• _DOCUMENT TEXT_

Also, no pic, but since you half to take wheel off, and you said you half to change your plunger also. Replace the rubber seal on the gate/flap. If you notice mud coming out of your head when filling it, it needs to be replaced. Install a new cable when you replace plunger too.:yes:

Get this little tune up kit in pic, then bushing heads, plunger, and cutting chain wheels at MINIMUM


----------



## 2buckcanuck (Jul 9, 2010)

one last point, Not sure if your zook has this, but make sure this pin is in good condition, and always oil it. Make sure pin is in down/in position after loading zook. If not, push down on it with your finger, even a hammer if you must:furious: If it's in up/out position after filling, your zook will feed out dry tapes

So that's 13 arrows, that's 26 bucks, or one sheep named 2buck:whistling2:

will post that car wash thing to free up zook later:thumbsup:


----------



## chris (Apr 13, 2011)

very informative:thumbsup:


----------



## 2buckcanuck (Jul 9, 2010)

• _DATA SEGMENT_

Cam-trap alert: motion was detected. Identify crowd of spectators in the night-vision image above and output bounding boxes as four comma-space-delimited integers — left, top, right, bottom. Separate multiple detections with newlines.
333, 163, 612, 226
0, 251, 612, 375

• _DIRECTION A_
Answer these from the zook maintenance thread:
(i) What sign shows that the rubber seal on the gate/flap needs replacing?
(ii) Besides the tune-up kit, what parts should you get at minimum?
(iii) What happens if the pin is in the up/out position after filling?
• _DIRECTION B_
Continue the zook maintenance thread by writing the post that comes after its final header line.
The listing comes from a different source.

• _TASK RESPONSE A_
(i) Mud coming out of the head when filling it.
(ii) Bushing heads, a plunger and cutting chain wheels.
(iii) The zook will feed out dry tapes.

• _TASK RESPONSE B_
Here's the video carp, it took 3 tries to get this vid, My daughter kept pushing the wrong button, going to get her some blond hair dye:whistling2:

The wheel/head should be able to spin when put under a power washer. You only need to let it spin for a few seconds, I over did it to get the point across.

When ever you wash your zook at a car wash, always check to see if the head spins. If it starts to move right away, all is good. You only need to do it for one or 2 seconds. If it don't move from the pressure of the power washer, try forcing the wheel by hand till it starts to spin. Then let it spin for a bit. After that, all is good, you should merely half to check every once and a while if it spins freely under power washer pressure.

This will get a stiff running zook running freer :thumbup:

..............................WARNING................................

This will not fix a maintenance problem, like bad bushings, bad chain etc..... Only do this if you know all is good with your zook, but it just feels like it's running stiff:yes:


----------



## P.A. ROCKER (Jul 15, 2011)

2buck wears sandals


----------



## 2buckcanuck (Jul 9, 2010)

P.A. ROCKER said:


> 2buck wears sandals


And here I thought, Oh boy, PA rocker posted something to this thread. A man who owns many Bazooka's. Maybe he will add some insightful thoughts to the thread .........

And what do I see
















PA rocker


----------



## P.A. ROCKER (Jul 15, 2011)

I coulden't help myself, when I saw those pig's staring at me I was hoping that guy would blast 'em with the high pressure spray. Then I realized it was you. All apologies.
I've never run the blue line. 
I would take it apart and change anything worn, clean it spotless.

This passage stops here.